Which lines of the entries below contain the word "white"? Pick out each of them and copy it whole.

___ RECORDS TO PROCESS

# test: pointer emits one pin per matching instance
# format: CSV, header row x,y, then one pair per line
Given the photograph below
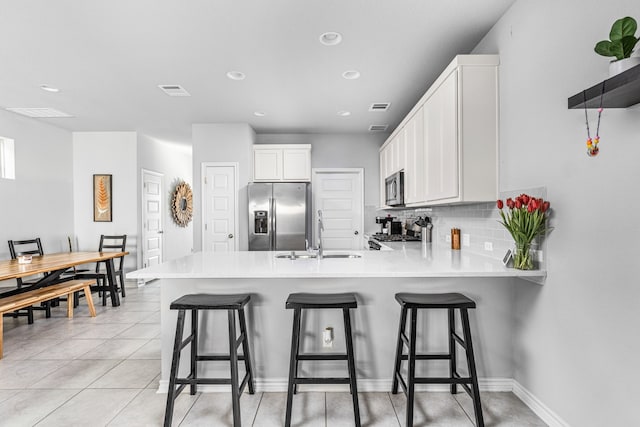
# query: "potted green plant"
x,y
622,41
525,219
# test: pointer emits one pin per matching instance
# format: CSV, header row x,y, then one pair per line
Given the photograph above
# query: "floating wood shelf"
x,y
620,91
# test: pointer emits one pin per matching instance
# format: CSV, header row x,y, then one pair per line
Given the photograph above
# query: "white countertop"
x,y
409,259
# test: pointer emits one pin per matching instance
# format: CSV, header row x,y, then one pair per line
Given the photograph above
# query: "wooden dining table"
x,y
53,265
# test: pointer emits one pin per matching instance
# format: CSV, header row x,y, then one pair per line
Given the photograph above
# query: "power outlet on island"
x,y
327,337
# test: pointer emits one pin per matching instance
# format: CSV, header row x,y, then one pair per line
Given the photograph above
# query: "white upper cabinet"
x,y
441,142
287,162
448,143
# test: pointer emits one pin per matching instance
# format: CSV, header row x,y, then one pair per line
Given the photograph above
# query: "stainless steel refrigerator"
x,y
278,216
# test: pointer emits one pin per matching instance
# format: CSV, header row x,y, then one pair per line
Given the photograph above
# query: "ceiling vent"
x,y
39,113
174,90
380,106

______
___ RECORDS TO PROCESS

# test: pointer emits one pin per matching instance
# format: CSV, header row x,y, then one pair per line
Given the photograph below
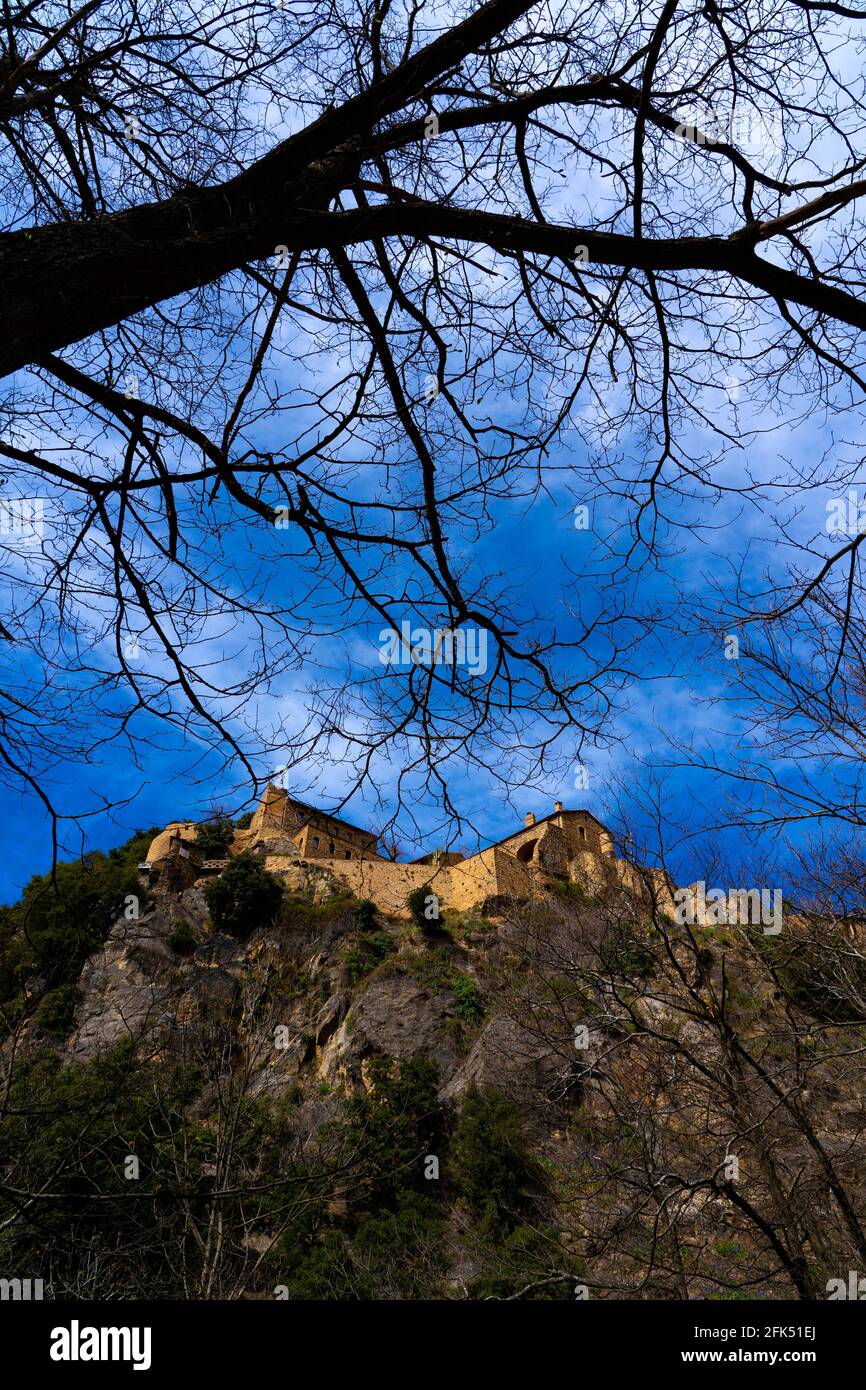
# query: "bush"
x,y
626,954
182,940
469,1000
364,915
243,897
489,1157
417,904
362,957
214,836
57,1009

______

*WRITTEN RESPONSE*.
# query: "white countertop"
# query: "white upper cabinet"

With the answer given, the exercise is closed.